**About this exercise**
Nothing but the lines from the one that contains "Locate the scored" through the end of the data should be reproduced, and each must match exactly.

Segment Start: Data shown

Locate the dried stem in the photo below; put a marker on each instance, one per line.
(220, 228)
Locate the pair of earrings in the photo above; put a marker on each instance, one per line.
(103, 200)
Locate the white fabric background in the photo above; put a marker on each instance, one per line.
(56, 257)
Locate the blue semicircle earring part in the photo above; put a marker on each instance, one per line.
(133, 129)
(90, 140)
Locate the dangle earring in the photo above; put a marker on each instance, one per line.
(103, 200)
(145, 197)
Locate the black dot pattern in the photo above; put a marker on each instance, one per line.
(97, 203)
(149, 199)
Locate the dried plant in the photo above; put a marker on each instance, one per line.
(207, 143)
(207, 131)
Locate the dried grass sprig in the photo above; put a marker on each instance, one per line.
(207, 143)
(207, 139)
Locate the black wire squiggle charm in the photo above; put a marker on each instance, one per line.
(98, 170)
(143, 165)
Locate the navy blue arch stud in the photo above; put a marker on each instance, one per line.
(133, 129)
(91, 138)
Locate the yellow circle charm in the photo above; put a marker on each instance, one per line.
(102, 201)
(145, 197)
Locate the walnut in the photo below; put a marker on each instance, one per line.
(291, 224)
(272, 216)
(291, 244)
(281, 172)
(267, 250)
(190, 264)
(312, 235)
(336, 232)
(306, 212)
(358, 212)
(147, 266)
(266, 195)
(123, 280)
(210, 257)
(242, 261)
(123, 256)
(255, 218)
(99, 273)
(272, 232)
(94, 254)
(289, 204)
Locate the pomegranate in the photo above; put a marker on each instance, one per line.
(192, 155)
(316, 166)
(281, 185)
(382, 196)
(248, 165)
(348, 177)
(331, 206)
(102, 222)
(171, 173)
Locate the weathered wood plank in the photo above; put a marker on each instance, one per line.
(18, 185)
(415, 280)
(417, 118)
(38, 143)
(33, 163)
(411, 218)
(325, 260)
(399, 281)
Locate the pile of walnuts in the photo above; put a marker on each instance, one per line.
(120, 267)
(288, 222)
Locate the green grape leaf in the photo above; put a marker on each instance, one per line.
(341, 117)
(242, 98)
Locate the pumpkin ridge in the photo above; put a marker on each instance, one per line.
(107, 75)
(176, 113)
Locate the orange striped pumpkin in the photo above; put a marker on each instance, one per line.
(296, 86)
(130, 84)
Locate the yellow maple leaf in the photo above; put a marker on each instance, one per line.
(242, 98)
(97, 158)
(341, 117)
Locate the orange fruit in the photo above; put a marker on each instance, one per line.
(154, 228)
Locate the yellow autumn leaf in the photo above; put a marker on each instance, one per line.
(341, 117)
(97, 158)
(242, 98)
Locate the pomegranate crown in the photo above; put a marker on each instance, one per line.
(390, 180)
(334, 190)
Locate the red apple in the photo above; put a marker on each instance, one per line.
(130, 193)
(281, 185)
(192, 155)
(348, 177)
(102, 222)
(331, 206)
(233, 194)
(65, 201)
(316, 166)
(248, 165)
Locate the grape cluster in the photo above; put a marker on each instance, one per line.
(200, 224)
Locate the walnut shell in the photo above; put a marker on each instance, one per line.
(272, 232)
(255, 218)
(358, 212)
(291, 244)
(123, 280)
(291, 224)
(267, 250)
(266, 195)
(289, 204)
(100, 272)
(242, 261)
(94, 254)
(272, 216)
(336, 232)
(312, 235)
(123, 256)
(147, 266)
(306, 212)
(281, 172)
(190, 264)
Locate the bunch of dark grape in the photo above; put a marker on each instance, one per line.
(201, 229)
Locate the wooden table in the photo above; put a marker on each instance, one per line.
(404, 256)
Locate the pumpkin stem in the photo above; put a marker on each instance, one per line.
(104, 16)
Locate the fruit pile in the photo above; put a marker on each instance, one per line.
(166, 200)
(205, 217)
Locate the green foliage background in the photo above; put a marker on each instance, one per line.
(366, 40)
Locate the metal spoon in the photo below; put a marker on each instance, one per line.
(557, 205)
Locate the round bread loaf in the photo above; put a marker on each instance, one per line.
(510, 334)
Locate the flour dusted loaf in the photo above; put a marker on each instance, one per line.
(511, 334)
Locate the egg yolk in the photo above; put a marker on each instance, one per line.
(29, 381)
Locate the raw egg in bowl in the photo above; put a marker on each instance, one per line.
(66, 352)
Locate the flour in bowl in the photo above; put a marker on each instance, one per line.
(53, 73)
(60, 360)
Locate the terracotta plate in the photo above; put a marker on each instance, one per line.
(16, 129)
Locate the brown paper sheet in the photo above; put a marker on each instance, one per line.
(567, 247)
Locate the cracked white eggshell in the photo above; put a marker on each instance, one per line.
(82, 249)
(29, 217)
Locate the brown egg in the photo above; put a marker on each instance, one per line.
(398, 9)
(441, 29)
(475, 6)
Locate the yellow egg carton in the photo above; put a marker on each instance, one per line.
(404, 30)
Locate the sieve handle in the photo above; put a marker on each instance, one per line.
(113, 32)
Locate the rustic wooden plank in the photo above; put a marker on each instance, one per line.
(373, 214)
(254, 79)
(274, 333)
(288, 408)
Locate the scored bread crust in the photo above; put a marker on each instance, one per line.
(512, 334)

Segment End: Data shown

**Output below**
Locate the scored bread crust in the photo above; put a marker on each instance, one per line.
(512, 334)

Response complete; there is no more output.